JOB A:
Quote the silicon alloy passage below word for word, from "For example, an" to "100, 110, etc.).".

[START OF DOCUMENT EXTRACT]

For example, an epitaxial layer of single crystal semiconductor
film may be formed upon a single crystal substrate, where the
epitaxial layer has the same crystallographic characteristics as
the substrate material, but differs in type or concentration of
dopant. More particularly, silicon alloy materials 470 and/or 480
may be formed by selective CVD deposition, and possibly include
epitaxial deposition of single crystal silicon alloy with the same
crystal structure as that of the material of N-type well 115 (e.g.,
having the same crystal structure meaning that if the material of
N-type well 115 has a crystal grade of, for example, 100, 110,
etc., then the silicon alloy deposited will have a similar or the
same grade crystal grade, such as, 100, 110, etc.).
[0029] Furthermore, according to embodiments, silicon alloy
materials 470 and/or 480 may be formed by epitaxial deposition of
boron doped silicon germanium (SiGe), then annealing to remove the
boron from the silicon germanium. Therefore, a layer of
Si.sub.1-xGe.sub.x may be grown on top of a substrate of Si such
that the silicon germanium has a bulk relaxed lattice constant that
is larger (e.g., such as by 4.2 percent) than the silicon it is
grown on. The resulting misfit dislocation or dislocations at the
block or blocks where the silicon germanium bonds to the silicon
may create strains 474, 476, 484, 486, and/or 494. In other words,
strain 494, such as a compressive strain, may result from the
germanium atoms squeezed into the silicon of silicon alloy
materials 470 and 480 such that those silicon alloys have a lattice
spacing different and distorted as compared to the silicon material
of N-type well 115.

[END OF DOCUMENT EXTRACT]
[START OF DATASET EXCERPTS]

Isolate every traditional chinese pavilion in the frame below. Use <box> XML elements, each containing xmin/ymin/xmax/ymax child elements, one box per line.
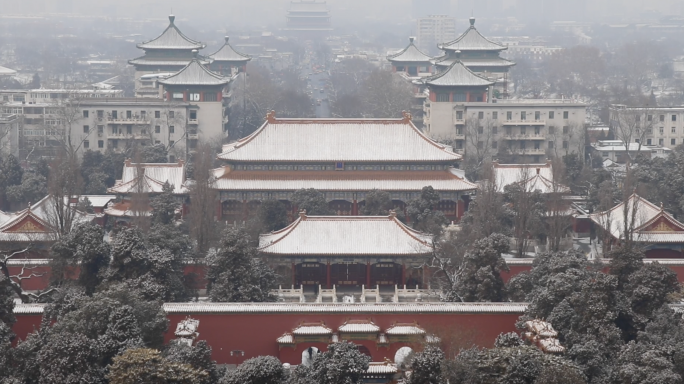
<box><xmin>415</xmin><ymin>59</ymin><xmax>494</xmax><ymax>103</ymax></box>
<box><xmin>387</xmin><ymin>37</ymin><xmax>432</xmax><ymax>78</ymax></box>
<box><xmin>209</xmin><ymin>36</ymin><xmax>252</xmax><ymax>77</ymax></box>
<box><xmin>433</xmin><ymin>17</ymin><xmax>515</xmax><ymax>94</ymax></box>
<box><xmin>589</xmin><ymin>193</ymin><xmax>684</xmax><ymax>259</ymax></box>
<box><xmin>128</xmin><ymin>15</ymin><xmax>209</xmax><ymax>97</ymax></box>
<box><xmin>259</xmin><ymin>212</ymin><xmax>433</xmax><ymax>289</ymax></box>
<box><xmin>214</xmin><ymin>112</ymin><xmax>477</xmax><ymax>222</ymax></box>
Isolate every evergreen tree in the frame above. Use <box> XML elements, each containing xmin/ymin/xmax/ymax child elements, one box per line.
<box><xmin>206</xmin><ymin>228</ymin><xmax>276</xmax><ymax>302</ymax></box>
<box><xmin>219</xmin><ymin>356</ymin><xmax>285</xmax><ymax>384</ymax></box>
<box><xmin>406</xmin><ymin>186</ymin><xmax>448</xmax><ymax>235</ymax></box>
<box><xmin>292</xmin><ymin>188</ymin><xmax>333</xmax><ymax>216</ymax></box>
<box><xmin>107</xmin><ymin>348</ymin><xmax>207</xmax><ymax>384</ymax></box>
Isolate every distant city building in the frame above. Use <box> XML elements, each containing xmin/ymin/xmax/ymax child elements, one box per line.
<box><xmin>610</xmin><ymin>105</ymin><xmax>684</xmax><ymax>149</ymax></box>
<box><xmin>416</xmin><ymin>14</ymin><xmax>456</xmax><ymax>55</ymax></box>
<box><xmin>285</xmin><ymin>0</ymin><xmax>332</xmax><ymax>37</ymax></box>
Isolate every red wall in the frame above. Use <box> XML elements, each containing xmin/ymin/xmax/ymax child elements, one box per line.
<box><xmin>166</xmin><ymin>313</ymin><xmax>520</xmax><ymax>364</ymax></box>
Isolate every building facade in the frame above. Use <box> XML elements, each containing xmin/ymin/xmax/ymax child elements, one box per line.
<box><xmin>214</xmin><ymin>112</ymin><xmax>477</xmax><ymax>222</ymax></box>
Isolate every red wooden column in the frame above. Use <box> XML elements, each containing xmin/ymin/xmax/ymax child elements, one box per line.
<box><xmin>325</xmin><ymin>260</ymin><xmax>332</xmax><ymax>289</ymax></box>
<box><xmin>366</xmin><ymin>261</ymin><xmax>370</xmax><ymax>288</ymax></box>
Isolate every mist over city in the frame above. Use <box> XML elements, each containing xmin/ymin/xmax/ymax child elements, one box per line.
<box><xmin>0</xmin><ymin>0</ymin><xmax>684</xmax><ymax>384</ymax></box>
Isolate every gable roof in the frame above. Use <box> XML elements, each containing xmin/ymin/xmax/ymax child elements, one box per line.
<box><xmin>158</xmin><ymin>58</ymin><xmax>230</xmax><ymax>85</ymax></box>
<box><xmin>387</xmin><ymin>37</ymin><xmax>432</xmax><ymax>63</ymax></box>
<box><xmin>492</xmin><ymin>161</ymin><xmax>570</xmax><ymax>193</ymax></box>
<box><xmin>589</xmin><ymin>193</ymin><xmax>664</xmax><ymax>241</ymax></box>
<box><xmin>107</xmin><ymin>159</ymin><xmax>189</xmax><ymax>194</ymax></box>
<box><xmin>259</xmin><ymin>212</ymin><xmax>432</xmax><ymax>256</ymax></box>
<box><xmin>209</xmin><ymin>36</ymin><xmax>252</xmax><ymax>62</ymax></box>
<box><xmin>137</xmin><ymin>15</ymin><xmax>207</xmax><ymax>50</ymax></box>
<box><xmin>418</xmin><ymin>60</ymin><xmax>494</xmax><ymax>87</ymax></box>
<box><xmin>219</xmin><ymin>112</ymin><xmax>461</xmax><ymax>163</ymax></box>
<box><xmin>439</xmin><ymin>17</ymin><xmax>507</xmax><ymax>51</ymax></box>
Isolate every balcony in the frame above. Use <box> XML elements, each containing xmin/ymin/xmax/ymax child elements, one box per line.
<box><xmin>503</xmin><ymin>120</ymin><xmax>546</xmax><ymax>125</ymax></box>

[END OF DATASET EXCERPTS]

JOB B:
Filter the entries above and list each line that contains the string "building".

COMPLETE RESPONSE A:
For example, an epitaxial layer of single crystal semiconductor
film may be formed upon a single crystal substrate, where the
epitaxial layer has the same crystallographic characteristics as
the substrate material, but differs in type or concentration of
dopant. More particularly, silicon alloy materials 470 and/or 480
may be formed by selective CVD deposition, and possibly include
epitaxial deposition of single crystal silicon alloy with the same
crystal structure as that of the material of N-type well 115 (e.g.,
having the same crystal structure meaning that if the material of
N-type well 115 has a crystal grade of, for example, 100, 110,
etc., then the silicon alloy deposited will have a similar or the
same grade crystal grade, such as, 100, 110, etc.).

COMPLETE RESPONSE B:
Isolate every distant city building in the frame above. Use <box> XML elements, each containing xmin/ymin/xmax/ymax child elements, one box per line.
Isolate every building facade in the frame above. Use <box> XML elements, each containing xmin/ymin/xmax/ymax child elements, one box per line.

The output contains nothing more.